» Problem details
Could you reproduce every line of the items between the lines holding "Expected: one point per instance of the plain" and "point(80, 528)", inclusive, scaling only the point coordinates in the answers by 2.2 and rounding each to a whole number with halves going up? Every other number stays as it is.

* START *

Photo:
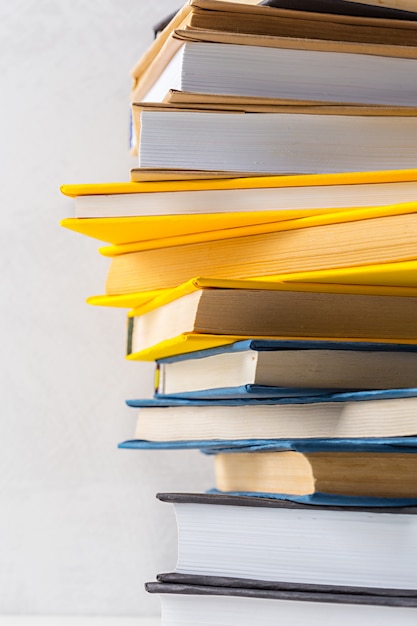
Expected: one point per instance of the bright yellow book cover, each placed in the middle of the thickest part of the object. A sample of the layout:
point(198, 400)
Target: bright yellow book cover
point(144, 227)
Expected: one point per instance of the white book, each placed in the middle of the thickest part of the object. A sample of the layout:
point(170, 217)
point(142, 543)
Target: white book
point(284, 143)
point(215, 201)
point(272, 540)
point(205, 605)
point(284, 73)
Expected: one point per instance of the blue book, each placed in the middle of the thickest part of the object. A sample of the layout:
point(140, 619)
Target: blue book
point(282, 369)
point(374, 416)
point(370, 437)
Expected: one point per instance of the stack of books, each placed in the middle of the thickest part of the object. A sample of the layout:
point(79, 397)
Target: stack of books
point(266, 250)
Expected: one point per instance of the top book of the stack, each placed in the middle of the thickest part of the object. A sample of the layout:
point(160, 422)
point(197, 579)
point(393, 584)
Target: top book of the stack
point(266, 28)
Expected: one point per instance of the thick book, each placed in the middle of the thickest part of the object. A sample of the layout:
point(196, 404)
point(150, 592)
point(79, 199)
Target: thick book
point(280, 367)
point(209, 600)
point(289, 69)
point(294, 543)
point(280, 143)
point(305, 20)
point(228, 315)
point(343, 239)
point(208, 317)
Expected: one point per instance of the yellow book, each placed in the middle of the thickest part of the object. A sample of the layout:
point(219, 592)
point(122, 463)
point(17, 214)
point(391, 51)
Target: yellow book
point(171, 323)
point(152, 299)
point(125, 213)
point(398, 275)
point(339, 240)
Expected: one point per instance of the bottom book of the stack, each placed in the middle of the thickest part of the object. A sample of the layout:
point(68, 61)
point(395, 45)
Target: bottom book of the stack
point(215, 603)
point(243, 560)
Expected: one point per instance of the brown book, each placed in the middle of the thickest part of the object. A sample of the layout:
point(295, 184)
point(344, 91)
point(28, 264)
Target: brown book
point(241, 18)
point(372, 474)
point(233, 314)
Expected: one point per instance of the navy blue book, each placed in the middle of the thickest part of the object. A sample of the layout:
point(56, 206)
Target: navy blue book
point(348, 449)
point(230, 601)
point(262, 369)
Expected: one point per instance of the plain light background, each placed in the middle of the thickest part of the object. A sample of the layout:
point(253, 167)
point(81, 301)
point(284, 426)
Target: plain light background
point(80, 528)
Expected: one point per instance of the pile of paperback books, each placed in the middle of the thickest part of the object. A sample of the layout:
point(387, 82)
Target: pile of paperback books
point(266, 252)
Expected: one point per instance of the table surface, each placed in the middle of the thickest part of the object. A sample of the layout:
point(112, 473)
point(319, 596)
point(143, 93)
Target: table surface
point(61, 620)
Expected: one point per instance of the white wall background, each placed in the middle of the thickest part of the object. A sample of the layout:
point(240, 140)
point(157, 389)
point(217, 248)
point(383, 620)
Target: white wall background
point(80, 529)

* END *

» Answer in full
Expected: one point per instance of the plain light background, each placed in the middle of the thickest part of the object. A sample of the layout:
point(253, 167)
point(81, 301)
point(284, 426)
Target: plain light background
point(176, 1162)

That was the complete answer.